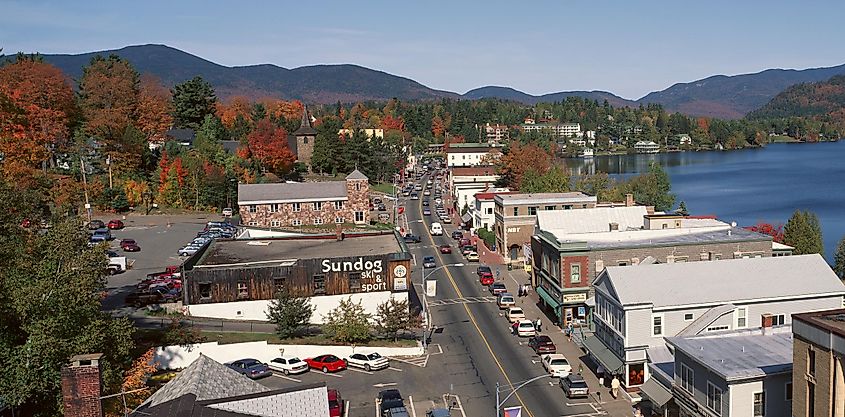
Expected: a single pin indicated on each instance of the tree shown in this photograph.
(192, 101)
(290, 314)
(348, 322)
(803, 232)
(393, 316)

━━━━━━━━━━━━━━━━

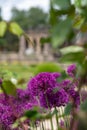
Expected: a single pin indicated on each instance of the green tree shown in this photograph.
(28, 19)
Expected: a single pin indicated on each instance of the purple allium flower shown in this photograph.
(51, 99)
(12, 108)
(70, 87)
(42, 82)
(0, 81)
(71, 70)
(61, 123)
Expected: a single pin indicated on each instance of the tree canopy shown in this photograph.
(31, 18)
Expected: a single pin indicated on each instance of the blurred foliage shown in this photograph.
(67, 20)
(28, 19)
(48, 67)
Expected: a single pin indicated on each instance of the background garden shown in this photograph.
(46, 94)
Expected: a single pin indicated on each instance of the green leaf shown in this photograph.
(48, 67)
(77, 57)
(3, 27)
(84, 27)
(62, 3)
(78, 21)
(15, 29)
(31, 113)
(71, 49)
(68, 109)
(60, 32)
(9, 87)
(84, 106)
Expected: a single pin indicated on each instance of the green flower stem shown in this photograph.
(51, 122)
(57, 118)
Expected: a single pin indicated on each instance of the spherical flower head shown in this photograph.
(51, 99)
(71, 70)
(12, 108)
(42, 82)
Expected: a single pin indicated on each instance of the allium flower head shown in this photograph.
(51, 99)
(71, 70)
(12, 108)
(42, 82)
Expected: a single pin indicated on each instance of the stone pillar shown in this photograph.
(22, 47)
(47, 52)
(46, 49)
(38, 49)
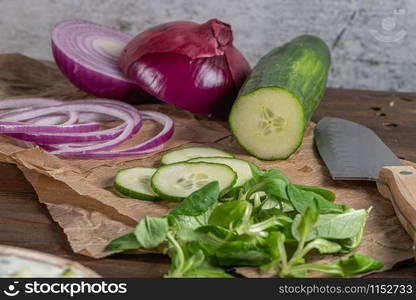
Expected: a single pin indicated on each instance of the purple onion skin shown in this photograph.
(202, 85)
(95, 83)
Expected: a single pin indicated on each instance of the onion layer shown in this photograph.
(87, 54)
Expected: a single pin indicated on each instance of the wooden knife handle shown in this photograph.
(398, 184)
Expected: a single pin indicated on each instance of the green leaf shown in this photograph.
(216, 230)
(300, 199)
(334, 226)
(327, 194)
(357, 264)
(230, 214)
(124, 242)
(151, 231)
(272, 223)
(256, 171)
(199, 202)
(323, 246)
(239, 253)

━━━━━━━━━━━━━━━━

▸ DESCRIPTION OF THE TASK: Extract each line of the listing above that contains the word "head".

▸ RESPONSE:
Expected: a single pin indicated on each instance of the spherical flower head shown in this photograph.
Expected: a single pin indicated on each instance of the allium flower head shown in this photograph.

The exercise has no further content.